**OBJECTIVE:**
Set the listing down unchanged, minus every embedded image.

— BEGIN EXERCISE INPUTS —

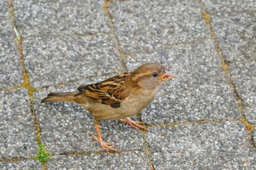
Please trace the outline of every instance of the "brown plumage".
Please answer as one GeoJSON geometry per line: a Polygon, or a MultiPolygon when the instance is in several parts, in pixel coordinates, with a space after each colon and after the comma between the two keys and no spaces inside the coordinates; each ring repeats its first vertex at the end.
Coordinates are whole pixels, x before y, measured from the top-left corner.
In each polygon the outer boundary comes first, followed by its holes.
{"type": "Polygon", "coordinates": [[[104,142],[99,128],[100,120],[118,120],[134,129],[146,130],[142,122],[132,120],[129,116],[137,114],[154,98],[157,89],[166,79],[175,77],[159,64],[147,63],[134,72],[122,73],[101,81],[78,87],[78,92],[50,93],[44,102],[75,102],[82,106],[95,118],[98,137],[92,137],[105,150],[119,152],[104,142]],[[124,120],[122,118],[124,118],[124,120]]]}

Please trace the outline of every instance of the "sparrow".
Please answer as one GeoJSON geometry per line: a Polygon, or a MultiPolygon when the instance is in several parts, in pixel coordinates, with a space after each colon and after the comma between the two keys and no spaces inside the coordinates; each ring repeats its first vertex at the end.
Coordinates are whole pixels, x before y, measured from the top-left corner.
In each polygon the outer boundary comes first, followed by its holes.
{"type": "Polygon", "coordinates": [[[94,117],[97,137],[92,137],[107,153],[120,152],[113,143],[102,140],[99,123],[101,120],[117,120],[146,130],[144,123],[134,121],[129,116],[138,114],[152,101],[157,90],[167,79],[175,78],[160,64],[146,63],[133,72],[121,73],[103,81],[80,86],[78,91],[50,93],[41,103],[74,102],[87,110],[94,117]]]}

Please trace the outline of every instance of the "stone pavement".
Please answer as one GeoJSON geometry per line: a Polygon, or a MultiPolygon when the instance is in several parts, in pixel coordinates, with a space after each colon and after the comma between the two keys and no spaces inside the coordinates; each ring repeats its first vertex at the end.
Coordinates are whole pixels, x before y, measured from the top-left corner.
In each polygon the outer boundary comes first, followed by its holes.
{"type": "Polygon", "coordinates": [[[255,0],[0,8],[0,169],[256,169],[255,0]],[[121,154],[102,152],[82,108],[40,103],[149,62],[177,79],[133,117],[149,131],[101,123],[121,154]]]}

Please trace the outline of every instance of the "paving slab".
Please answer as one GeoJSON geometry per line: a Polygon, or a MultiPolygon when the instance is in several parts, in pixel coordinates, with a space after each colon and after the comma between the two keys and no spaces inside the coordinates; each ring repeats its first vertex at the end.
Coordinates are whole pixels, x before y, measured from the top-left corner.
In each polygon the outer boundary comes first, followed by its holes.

— END EXERCISE INPUTS —

**CORRECT RESULT:**
Please trace the outline of every instance of the "brown plumage".
Please answer as one GeoJSON geometry per line: a Polygon, or a MultiPolygon when the instance is in several parts, in pixel coordinates, with a space after each colon and after the comma between the two keys and no spaces inside the coordinates; each ring repeats its first vertex at the end.
Coordinates are whole pixels, x before y, measured from the top-left corner.
In each polygon the outer boundary comes first, followed by its holes.
{"type": "Polygon", "coordinates": [[[104,142],[99,128],[100,120],[118,120],[134,129],[146,130],[142,122],[132,120],[129,116],[137,114],[154,98],[157,89],[166,79],[175,77],[159,64],[147,63],[134,72],[122,73],[101,81],[78,87],[78,92],[50,93],[44,102],[75,102],[82,106],[95,118],[98,137],[92,137],[105,150],[119,152],[104,142]],[[124,120],[122,118],[124,118],[124,120]]]}

Please trace the outline of every instance of the "sparrow".
Please answer as one GeoJSON geometry per line: a Polygon, or a MultiPolygon when the instance is in several parts, in pixel coordinates, with a space after each colon and after the comma between the two keys and no spaces inside the coordinates; each ring repeats its first vertex at the end.
Coordinates are whole pixels, x before y, measured from the top-left corner.
In each polygon the outer boundary comes first, followed by its holes.
{"type": "Polygon", "coordinates": [[[94,117],[97,137],[92,137],[107,153],[120,152],[113,143],[102,140],[99,123],[101,120],[117,120],[146,130],[144,123],[134,121],[129,116],[138,114],[152,101],[157,90],[167,79],[175,78],[160,64],[146,63],[133,72],[121,73],[103,81],[80,86],[78,91],[50,93],[41,103],[74,102],[87,110],[94,117]]]}

Please trace the outline of every instance of the "stone pavement".
Please answer as one GeoJSON geometry per line: a Polygon, or a MultiPolygon when the instance is in several parts, in pixel coordinates, with a space after each colon and after the comma between the two keys and no spaces inside the coordinates; each ring repeats its first vertex at the end.
Coordinates are whole pixels, x before y, measured from the top-left corner.
In each polygon the outer boundary comes first, followed by its holes.
{"type": "Polygon", "coordinates": [[[255,0],[0,8],[0,169],[256,169],[255,0]],[[121,154],[102,152],[82,108],[40,103],[149,62],[177,79],[133,117],[149,131],[101,123],[121,154]]]}

Please trace the outline of every instance of the "paving slab".
Please answer as one GeoJSON geometry per line: a Polygon, or a MultiPolygon when the instance is in several parts, in pixel coordinates, with a space after each colon and after the comma between the two keys and no spaces inside the coordinates; each ring repeats its first vertex at the end.
Coordinates are whole pixels, x before y, measured from the top-left corner.
In each polygon the outer boundary comes first, followed by its holes.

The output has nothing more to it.